**TEXT EXCERPT:**
******

Help us to see the promise signs you give us each and every day of our lives. Transform us that we may become signs of your hope and love for one another this advent season.
A time of Sacred Conversation will be held for all to participate in at 2:00pm at Squamish United Church. Come with your questions and stories of faith.
Wednesday, December 1, 2010
I thought I would share a day with you that was a turning point in spiritual practice for me. This is a quote from a clergy "spiritual practice' blog that I am involved in.
I am finally getting to the post I wanted to give yesterday. And that is a piece of the story. I know I won't shock most of you when I explain my day started with prep for an important meeting at 6am and ended with book study at 9pm. All day I was thinking oh no I have to do a spiritual practice. Oh no I have to blog...oh no I am going to fail at this already. And then I remembered the sermon I preached just a couple days before.
I spoke on reverence and gratitude (it was thanksgiving after all). I found a beautiful reflection by Joyce Rupp which included a quote from Merton and so I preached "We experience deep gratitude as we take notice of that which is beyond us. With Merton on this thanksgiving day “I am going to put aside my ‘when it happens’ and my ‘if only this could be’ and my ‘when things get better’ and my ‘as soon as I have this.’ I am going to harvest what I now have, gather all the many gifts that are already mine. I am going to observe what has been placed in the granary of my heart and marvel at the abundance. I will stand before this heap of blessings and take a long, grateful look. I will say farewell to my ‘when’ and be thankful for what is."

******

**GIVEN MATERIAL:**

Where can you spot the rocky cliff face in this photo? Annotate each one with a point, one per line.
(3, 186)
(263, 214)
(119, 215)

******

**TASKS AND EXERCISES:**
**A.** Edit the passage of the blog excerpt between "Help us to see" and "am involved in.", inclusive, replacing "Sacred Conversation" with "Holy Conversation".
**B.** According to the blog excerpt, at what time and place will the time of Sacred Conversation be held?
**C.** Rewrite the paragraph of the blog excerpt that begins "I am finally getting to the post" more briefly, keeping its main facts.
The lines accompanying the blog excerpt are not needed for this work.

**SOLUTIONS BY TASK:**
**A.**
Help us to see the promise signs you give us each and every day of our lives. Transform us that we may become signs of your hope and love for one another this advent season.
A time of Holy Conversation will be held for all to participate in at 2:00pm at Squamish United Church. Come with your questions and stories of faith.
Wednesday, December 1, 2010
I thought I would share a day with you that was a turning point in spiritual practice for me. This is a quote from a clergy "spiritual practice' blog that I am involved in.

**B.** At 2:00pm at Squamish United Church.

**C.** The writer is finally giving the post intended for the day before, which is a piece of the story. That day began with preparation for an important meeting at 6am and ended with book study at 9pm. All day the writer worried about having to do a spiritual practice and blog, fearing failure already, and then remembered the sermon preached a couple of days earlier.